> **La tarea**
Copia completo, sin cambiar nada, el texto sobre la niña de ocho años que enferma.

> **Texto para leer**
Una historia a reflexión

Posted by Andy | Posted in | Posted on


Una niña de ocho años, hermosísima, mimada, hija única de padres que la adoraban, padres inteligentes, hermosos también, de una posición holgada, que le garantizaban a su hija una vida que sería imposible predecir feliz, pero sí provista de todas las cartas para que no fuera desgraciada. Y esta níña es súbitamente víctima de una enfermedad incurable. En un año, entre ingresos y salidas del hospital, mejorías y recaídas, va perdiendo su belleza, sus cabellos, su vida, hasta convertirse en una muñequita triste, huesitos y piel transparente, que aterrada, no acierta a explicarse lo que le sucede, no comprende por qué antes corría, jugaba, saltaba por parques, playas y jardínes con otros niños y ahora tiene que estar en ese cuarto de hospital, sin poder moverse de la cama, rodeada de enfermeras, de hombres vestido de blanco que la observan, la palpan, la pulzan, y de sus padres que cada vez hablan menos, que envejecen cada día a su cabecera, que la miran convulsivamente, como algo que va dejando de ser suyo. Ignorante. inocente, está ya mordida por la muerte y, un día, de pronto, ya no vuelve a ver a sus padres, ni el oso de peluche con que dormía, ni ese librito de figuritas, ni la jeringa que temía, ni nada. Toda ánima, todo soplo la abandona, queda arrugada, hueca, vana, pura envoltura, como un globo de fiesta desinflado.

(Datos de localización de regiones a partir de texto)
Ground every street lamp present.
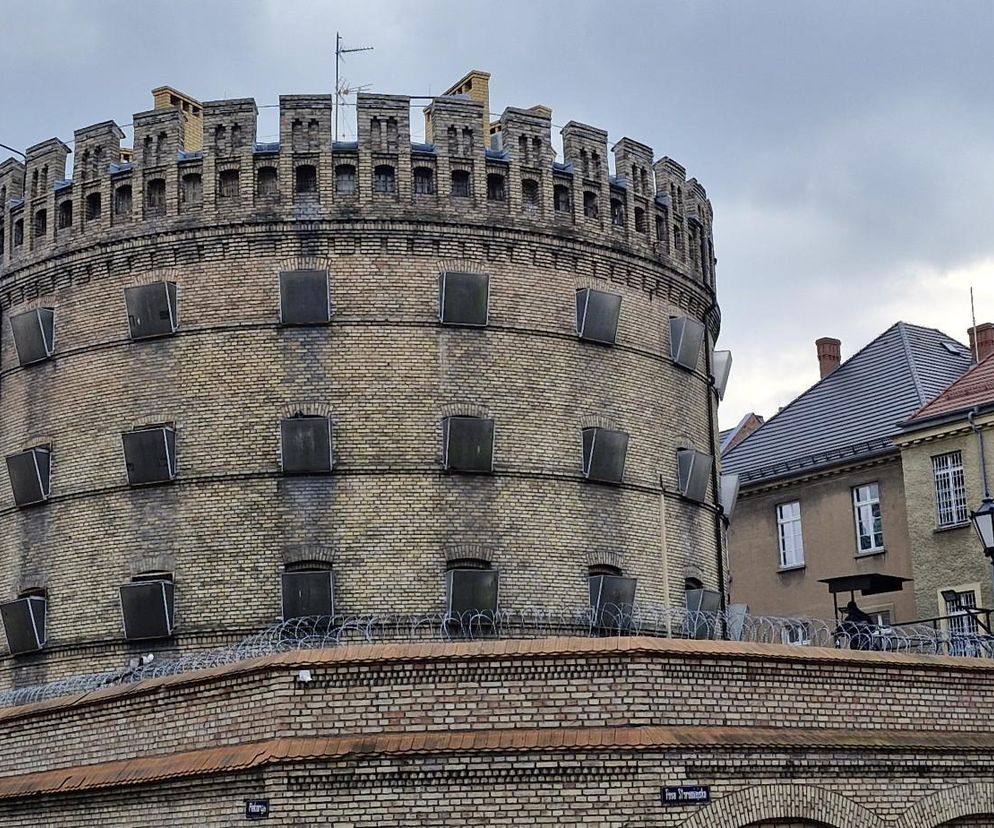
[970,495,994,563]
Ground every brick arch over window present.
[681,784,884,828]
[894,782,994,828]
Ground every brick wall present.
[0,638,994,828]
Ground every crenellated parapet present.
[0,87,714,288]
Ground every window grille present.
[932,451,968,528]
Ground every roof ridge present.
[724,322,904,460]
[897,321,928,405]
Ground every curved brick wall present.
[0,90,719,683]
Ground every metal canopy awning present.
[819,572,911,618]
[819,572,911,595]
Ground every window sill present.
[932,520,970,534]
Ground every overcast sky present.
[0,0,994,427]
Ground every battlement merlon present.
[0,158,24,204]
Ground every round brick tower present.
[0,82,723,686]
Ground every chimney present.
[815,336,842,379]
[967,322,994,362]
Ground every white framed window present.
[777,500,804,569]
[852,483,884,555]
[780,619,811,647]
[932,451,968,528]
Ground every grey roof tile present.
[722,322,970,483]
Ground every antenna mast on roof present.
[970,285,980,363]
[335,32,373,141]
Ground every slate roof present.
[905,354,994,429]
[722,322,970,484]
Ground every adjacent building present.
[893,324,994,632]
[722,322,972,620]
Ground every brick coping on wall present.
[0,726,994,800]
[0,636,994,724]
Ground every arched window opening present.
[414,167,435,195]
[114,184,131,216]
[335,164,355,195]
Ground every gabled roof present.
[722,322,970,483]
[905,354,994,429]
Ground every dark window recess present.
[335,164,355,194]
[583,427,628,483]
[373,164,397,193]
[0,595,48,655]
[280,270,331,325]
[576,288,621,345]
[438,272,490,327]
[145,178,166,216]
[295,164,318,193]
[10,308,55,366]
[588,575,636,629]
[56,204,72,230]
[670,316,704,371]
[280,414,332,474]
[114,184,131,216]
[121,426,176,486]
[124,282,176,339]
[217,170,238,198]
[635,207,647,233]
[583,190,600,218]
[85,193,100,221]
[121,578,175,641]
[445,569,499,620]
[7,447,52,506]
[452,170,470,198]
[179,173,204,207]
[255,167,280,196]
[414,167,435,195]
[283,569,335,619]
[487,173,507,201]
[676,449,714,503]
[611,198,625,227]
[442,417,494,472]
[521,178,538,208]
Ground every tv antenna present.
[335,32,373,141]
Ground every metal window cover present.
[718,472,739,520]
[438,271,490,327]
[280,270,331,325]
[281,569,335,619]
[711,351,732,400]
[121,426,176,486]
[445,569,500,615]
[676,449,714,503]
[576,288,621,345]
[0,595,48,655]
[280,417,332,474]
[442,417,495,472]
[10,308,55,366]
[121,580,175,641]
[583,427,628,483]
[587,575,638,626]
[670,316,704,371]
[6,447,51,506]
[124,282,177,339]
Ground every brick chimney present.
[967,322,994,362]
[815,336,842,379]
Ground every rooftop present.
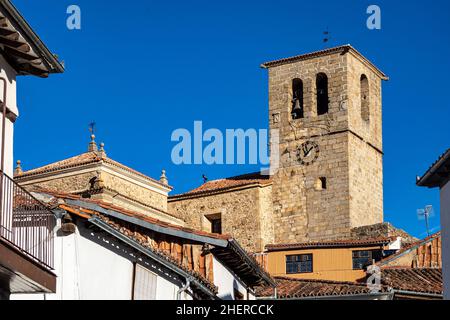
[261,44,389,80]
[417,149,450,188]
[34,191,274,290]
[14,136,172,189]
[0,0,64,78]
[377,232,441,267]
[382,268,443,295]
[256,277,389,299]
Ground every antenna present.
[89,121,97,134]
[323,27,331,44]
[417,205,434,237]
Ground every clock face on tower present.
[297,141,320,166]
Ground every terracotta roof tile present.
[266,237,395,251]
[97,213,218,294]
[256,277,388,299]
[35,190,231,240]
[382,268,443,294]
[170,173,272,199]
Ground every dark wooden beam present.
[0,36,31,53]
[4,47,39,62]
[0,27,20,40]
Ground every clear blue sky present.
[14,0,450,237]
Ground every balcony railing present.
[0,171,56,269]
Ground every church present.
[15,45,411,253]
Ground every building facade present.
[11,191,275,300]
[169,45,388,252]
[259,237,401,282]
[417,149,450,300]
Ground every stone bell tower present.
[262,45,388,243]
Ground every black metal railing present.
[0,171,56,269]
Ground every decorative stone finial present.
[88,134,98,152]
[159,170,169,185]
[14,160,23,176]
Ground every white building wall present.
[213,257,254,300]
[0,55,19,177]
[11,221,185,300]
[441,182,450,300]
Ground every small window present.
[292,79,305,120]
[316,73,330,116]
[353,250,383,270]
[206,213,222,234]
[360,74,370,121]
[286,254,313,274]
[315,177,327,191]
[353,251,373,270]
[133,264,158,300]
[234,288,244,300]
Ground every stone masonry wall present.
[269,49,382,243]
[102,173,167,211]
[25,172,97,193]
[169,187,273,252]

> **Tu solución**
Una historia a reflexión

Posted by Andy | Posted in | Posted on


Una niña de ocho años, hermosísima, mimada, hija única de padres que la adoraban, padres inteligentes, hermosos también, de una posición holgada, que le garantizaban a su hija una vida que sería imposible predecir feliz, pero sí provista de todas las cartas para que no fuera desgraciada. Y esta níña es súbitamente víctima de una enfermedad incurable. En un año, entre ingresos y salidas del hospital, mejorías y recaídas, va perdiendo su belleza, sus cabellos, su vida, hasta convertirse en una muñequita triste, huesitos y piel transparente, que aterrada, no acierta a explicarse lo que le sucede, no comprende por qué antes corría, jugaba, saltaba por parques, playas y jardínes con otros niños y ahora tiene que estar en ese cuarto de hospital, sin poder moverse de la cama, rodeada de enfermeras, de hombres vestido de blanco que la observan, la palpan, la pulzan, y de sus padres que cada vez hablan menos, que envejecen cada día a su cabecera, que la miran convulsivamente, como algo que va dejando de ser suyo. Ignorante. inocente, está ya mordida por la muerte y, un día, de pronto, ya no vuelve a ver a sus padres, ni el oso de peluche con que dormía, ni ese librito de figuritas, ni la jeringa que temía, ni nada. Toda ánima, todo soplo la abandona, queda arrugada, hueca, vana, pura envoltura, como un globo de fiesta desinflado.